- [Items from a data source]
#####

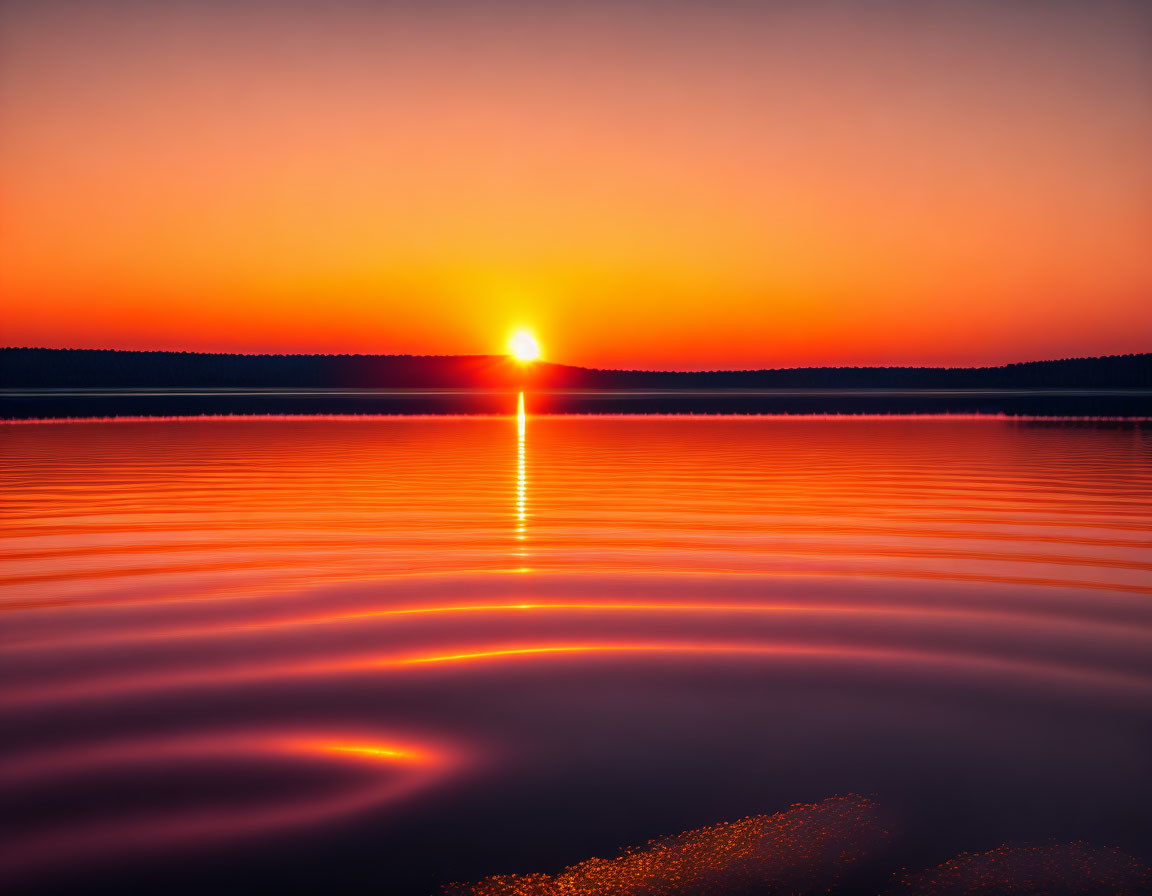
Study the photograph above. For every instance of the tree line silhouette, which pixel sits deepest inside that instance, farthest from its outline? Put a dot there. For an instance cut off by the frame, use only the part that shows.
(82, 369)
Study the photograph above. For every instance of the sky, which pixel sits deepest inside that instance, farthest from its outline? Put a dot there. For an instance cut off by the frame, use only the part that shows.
(677, 184)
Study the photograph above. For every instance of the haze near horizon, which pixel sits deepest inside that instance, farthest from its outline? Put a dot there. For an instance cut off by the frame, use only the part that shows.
(662, 185)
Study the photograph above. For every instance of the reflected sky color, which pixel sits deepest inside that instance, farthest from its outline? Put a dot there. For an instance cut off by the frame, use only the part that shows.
(316, 638)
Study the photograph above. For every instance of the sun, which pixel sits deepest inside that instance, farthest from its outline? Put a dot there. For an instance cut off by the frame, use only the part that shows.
(523, 347)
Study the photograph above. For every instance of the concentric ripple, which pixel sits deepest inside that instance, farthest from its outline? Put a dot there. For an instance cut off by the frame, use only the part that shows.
(283, 627)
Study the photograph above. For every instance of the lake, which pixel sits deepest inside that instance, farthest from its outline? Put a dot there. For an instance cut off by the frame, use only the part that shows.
(383, 654)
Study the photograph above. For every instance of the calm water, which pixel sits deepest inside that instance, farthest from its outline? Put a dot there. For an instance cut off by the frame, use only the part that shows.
(379, 655)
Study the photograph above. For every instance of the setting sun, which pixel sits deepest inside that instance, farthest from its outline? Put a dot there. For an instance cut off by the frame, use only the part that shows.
(523, 347)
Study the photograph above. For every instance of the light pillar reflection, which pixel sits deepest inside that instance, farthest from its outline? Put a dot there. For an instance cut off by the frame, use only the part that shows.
(521, 473)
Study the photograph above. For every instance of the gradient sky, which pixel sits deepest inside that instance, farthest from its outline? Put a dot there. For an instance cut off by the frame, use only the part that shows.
(660, 184)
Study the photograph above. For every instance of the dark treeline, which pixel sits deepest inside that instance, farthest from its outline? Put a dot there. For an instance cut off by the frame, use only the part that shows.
(93, 369)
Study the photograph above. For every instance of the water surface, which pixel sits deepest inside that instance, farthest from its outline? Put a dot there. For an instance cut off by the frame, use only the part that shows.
(381, 654)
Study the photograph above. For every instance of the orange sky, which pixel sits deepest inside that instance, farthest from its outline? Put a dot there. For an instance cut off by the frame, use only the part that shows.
(660, 184)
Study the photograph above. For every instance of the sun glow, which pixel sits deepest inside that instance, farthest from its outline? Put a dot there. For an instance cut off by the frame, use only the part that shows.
(523, 347)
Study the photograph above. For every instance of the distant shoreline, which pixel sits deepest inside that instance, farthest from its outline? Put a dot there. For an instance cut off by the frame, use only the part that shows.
(91, 382)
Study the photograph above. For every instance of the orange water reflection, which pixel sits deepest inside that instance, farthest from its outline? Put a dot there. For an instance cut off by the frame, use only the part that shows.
(370, 605)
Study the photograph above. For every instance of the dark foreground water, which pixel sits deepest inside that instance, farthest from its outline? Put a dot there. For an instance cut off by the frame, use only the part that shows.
(383, 654)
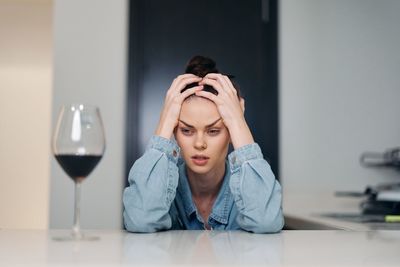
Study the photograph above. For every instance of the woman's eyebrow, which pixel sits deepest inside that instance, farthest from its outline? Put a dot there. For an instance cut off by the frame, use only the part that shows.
(207, 126)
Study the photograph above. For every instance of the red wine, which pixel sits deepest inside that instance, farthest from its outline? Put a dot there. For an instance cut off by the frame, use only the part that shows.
(78, 166)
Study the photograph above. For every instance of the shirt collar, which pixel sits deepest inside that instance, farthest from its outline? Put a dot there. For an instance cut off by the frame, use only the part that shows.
(223, 203)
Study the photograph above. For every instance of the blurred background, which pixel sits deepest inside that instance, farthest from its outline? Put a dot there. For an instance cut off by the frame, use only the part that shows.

#####

- [REQUIREMENT]
Could you output the full set of entries exactly, skipping every picture?

- [SOLUTION TO THE PROBLEM]
Study the photograph above. For every instance of the tree line silhouette, which pixel sits deepest inside that instance, farthest from its outline? Put a dot there. For an instance cut off by the frame, use only the part that shows.
(82, 369)
Study the photograph above. For every instance of the sky, which pixel sits deepest inside that instance, farthest from its outline? Put a dot there. For an instance cut off by the frame, use only the part that shows.
(677, 184)
Study the photograph above. For every instance of the haze near horizon, which pixel sits deepest inside that instance, farthest from its outline? Put a dot there. For an instance cut off by the frame, use only the part that shows.
(662, 185)
Study the photograph above. For every instance of the reflected sky color, which pixel sits deepest inside that instance, farthest from its outline? Put a dot there. For an instance cut off by the frame, use only the part that shows.
(316, 638)
Study the photograph above. For every instance of the sun, which pixel sits deepest inside that instance, farthest from its outline? Put a dot there. For an instance cut off by the frame, use only the part that shows.
(523, 347)
Study the photograph above. For every instance of the concentric ripple, which pixel sits deepest inside that instance, farthest from its outline? Put a dot there. For an instance cut off by the frame, use only the part that shows.
(283, 627)
Study the photograph above. For every instance of the lake, which pixel sits deepest inside that instance, farthest from its outline? Put a dot there. For an instance cut off by the frame, use only the part that shows.
(383, 654)
Study the photograph above. For every instance of the calm water, which pixel sits deepest inside that instance, farthest from its outline? Put a dot there. For an instance cut off by the frame, use only the part that shows.
(379, 655)
Study the photograph above. For every instance of the setting sun, which pixel sits deepest inside that instance, farthest from its outline? Put a dot there. For an instance cut off by the frame, use only the part that shows.
(523, 347)
Study the photograph above. For every instance of the light pillar reflection, which pixel sits deepest inside that instance, farthest from its outline? Put a dot there. For an instance cut off by the frame, use only the part that shows.
(521, 473)
Study the photograph above. For every instance of the gradient sky, which pixel sits deepest inside that instance, farthest from its outline? Put a dot there. For an instance cut off by the frame, use only the part that shows.
(660, 184)
Study the photograph above. For every instance of the dark treeline, which pixel sits deepest inside that instance, farthest from its outline? Put a dot there. For an instance cut off by the frame, use only the part that shows.
(93, 369)
Study the photograph above. For every instance of the water surface, which pixel sits deepest inside that instance, farthest from its outline? Put a dot there. For an instance cut off by the frame, use only the part that shows.
(381, 654)
Study the photograph above. For every instance of the orange sky, which pixel sits deepest inside that instance, farthest from its outline? Put a dot there. For an instance cut off by the frame, use only the part that shows.
(660, 184)
Study the photograph above. For every instance of the sun glow, which pixel sits deepest inside that instance, farthest from its outline? Put a dot there. For an instance cut off by the frame, use only the part that shows.
(523, 347)
Study the photograph above. For every instance of the distant shoreline, which pixel sits deepest inside that instance, farthest from its outline? Put a dot there. For an instance cut off by the frame, use only the part that shows.
(91, 382)
Study the photograph above. For every instance of the orange water reflection, which pixel sits deepest inside that instance, farthest from its outline? Put a dot there. For an instance cut off by the frame, use only the part that shows.
(370, 605)
Study the photograph above. For every instance of the dark foreground water, which pixel sits deepest inside that instance, farthest from its outline? Put a dot there. For an instance cut off by the frame, use only the part that shows.
(383, 654)
Study the photograph above. For every instance of the woman's eyebrow, which pixel sits deepest inside that instance, farthest from its outline? Put a dot there. For an instance cut off by the frame, use only the part that shows.
(207, 126)
Study the photograph above. For every instance of the red wine, which pixel sits deepest inside that instance, farthest from its outline? Put a dot there. For an instance cut off by the frame, use only the part that shows.
(78, 166)
Study the photograph above. For every instance of the shirt collar, which pixel sits deepest inside that instance, farthest from its outline? Put a dot there. For an instance cut off by the frame, use only the part that shows.
(223, 203)
Study the photograph above. For every instance of the blurred background, which pixel sits deepest inside that instance, farthest from its outline? Put a dot there. For an instance cut off by the frame, use only the part that shows.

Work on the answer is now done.